━━ The records ━━

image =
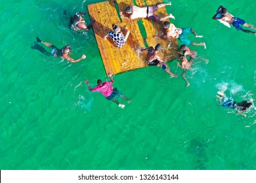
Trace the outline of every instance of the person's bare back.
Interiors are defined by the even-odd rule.
[[[146,18],[147,7],[138,7],[136,6],[132,6],[133,12],[130,16],[130,19],[135,19],[139,18]]]
[[[221,20],[232,24],[234,21],[234,16],[230,13],[227,12],[226,14],[224,14],[224,16],[221,18]]]

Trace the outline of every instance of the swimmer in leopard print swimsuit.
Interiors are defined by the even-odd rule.
[[[121,48],[126,43],[130,31],[128,30],[127,27],[125,27],[127,29],[127,31],[125,36],[124,36],[121,32],[121,28],[119,26],[113,24],[112,27],[113,30],[108,32],[104,38],[106,39],[108,37],[111,37],[113,40],[114,44],[118,48]]]
[[[120,12],[121,18],[133,20],[136,18],[146,18],[152,20],[154,22],[161,22],[167,18],[173,18],[175,17],[169,14],[169,15],[160,18],[154,12],[156,12],[159,8],[164,7],[167,5],[171,5],[171,2],[168,3],[161,3],[152,6],[139,7],[135,5],[131,5]]]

━━━

» Given problem: Transcribe every line of the listing above verbatim, omitting the pictures.

» The completed task:
image =
Trace the outline of every instance of the person's bare back.
Interiors are defined by the even-odd rule.
[[[146,18],[147,7],[138,7],[136,6],[132,6],[133,12],[130,16],[130,19],[135,19],[139,18]]]
[[[221,20],[232,24],[234,21],[234,16],[230,13],[227,12],[226,14],[224,14],[224,16],[221,18]]]

Trace the outline of every instance of the swimmer in leopard print swimsuit.
Interiors are defined by the even-odd rule.
[[[121,48],[126,43],[130,31],[128,30],[127,27],[125,27],[127,29],[127,31],[125,36],[124,36],[121,32],[121,28],[119,26],[113,24],[112,27],[113,30],[108,32],[104,38],[106,39],[108,37],[111,37],[113,40],[114,44],[118,48]]]
[[[120,12],[121,18],[133,20],[136,18],[146,18],[152,20],[154,22],[161,22],[167,18],[173,18],[175,17],[169,14],[169,15],[160,18],[154,12],[156,12],[159,8],[164,7],[167,5],[171,5],[171,2],[168,3],[161,3],[152,6],[139,7],[135,5],[131,5]]]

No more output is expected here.